REQUIREMENTS
1. Answer these questions about the Chinese New Year food post:
(a) Which food does it link with longevity?
(b) When buying the soy-braised duck, what should you ask for?
(c) Which ingredient may be left out?
2. Write what comes next in the Chinese New Year food post, picking up after its final sentence.

READING PASSAGE

--- begin ---

Happy
Chinese New Year everyone! All of the
Chinese people and those who has Chinese ancestors, like myself, celebrate this
rich traditions in the most meaningful ways….with food! And each food item is said to bring specific
types of good fortune in the coming year. As rice, tangerines and oranges for Good luck, spring rolls, dumplings, and whole fish for wealth and prosperity, long noodles for longevity, duck for happiness and pork for good health, they are sure on everyone’s wish list. I think by eating these specific of good tasty
food on the New Year with its significant meanings is just a win-win
situation.
Since
noodles represent long life and duck represent happiness, I guess eating duck
noodle soup on the Chinese New Year would give me a long happiness life, hopefully! I determine to continue cooking and eating lucky food that symbolize good fortune for a couple of weeks. Let's see if I can do it.
This bowl of duck noodle soup is pretty easy to
make since the cooked duck can be purchased at the Chinese restaurant where
they are also selling yummy dim sum.
When you buy the soy-braised duck, don’t be afraid to ask for a cup of
sauce by telling them that you want to make duck soup. They are happy and willing to fulfill your
request. Just ask! Then, all you have to do is to add some
more water to dilute that condense thick soy sauce and add some cloves,
cinnamon sticks, star anise, fresh ginger, and daikon to improve the broth and
seasoning some more with brown sugar for your liking. Then,
serve the soup with rice or egg noodles and veggies of your choices. For the use of fried garlic, it can be
skipped if you don’t have it. But it
will give the bowl tremendously the best flavor ever.

--- end ---

DATA BLOCK
--- begin ---

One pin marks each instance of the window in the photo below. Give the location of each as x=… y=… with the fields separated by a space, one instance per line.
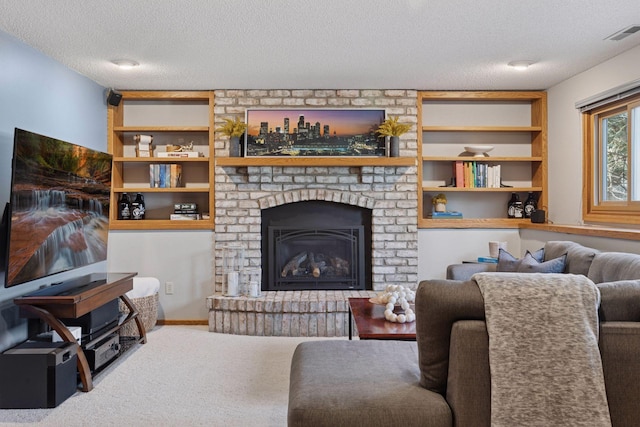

--- end ---

TASK RESULTS
1.
(a) Long noodles.
(b) A cup of sauce.
(c) Fried garlic.

2.
What you need: *Can be
served up to 4 -6 servings depends on the serving size
1 large store-bought
soy-braised duck
1 cup
seasoned dark soy sauce (that come with the duck)
1 stick
cinnamon
2 star anise
2 cloves
8-10 cups
water (or more if the sauce is thicker and salty, mine used 8 cups)
2 cups
daikon, peeled and quartered (about a half of a medium daikon)
5-6 rounds
fresh ginger slices
Cooked
noodles of your choice – rice noodles, egg noodles, or even vermicelli noodles
– cook noodles accordingly to the package
Finely
chopped green onion
Cilantro
leaves
Blanched Spinach
or Chinese broccoli
Beansprouts
Fried garlic
with oil
Ground white
pepper
Fresh red
chili – optional
Condiments
– vinegar, chili sauce, or dried red chili flakes
1. Making the broth:
-- Pick out the duck’s head, neck, and legs from other parts of
the duck (see pictures)
-- In a large
pot, add seasoned dark soy sauce, duck’s head, neck and legs, water, star
anise, cloves, cinnamon stick, daikon, and ginger into the on the medium high
heat and let it boils for 25 minutes or until the daikon is cooked. Notes: Add more water if needed since the
broth will reduce during the boiling.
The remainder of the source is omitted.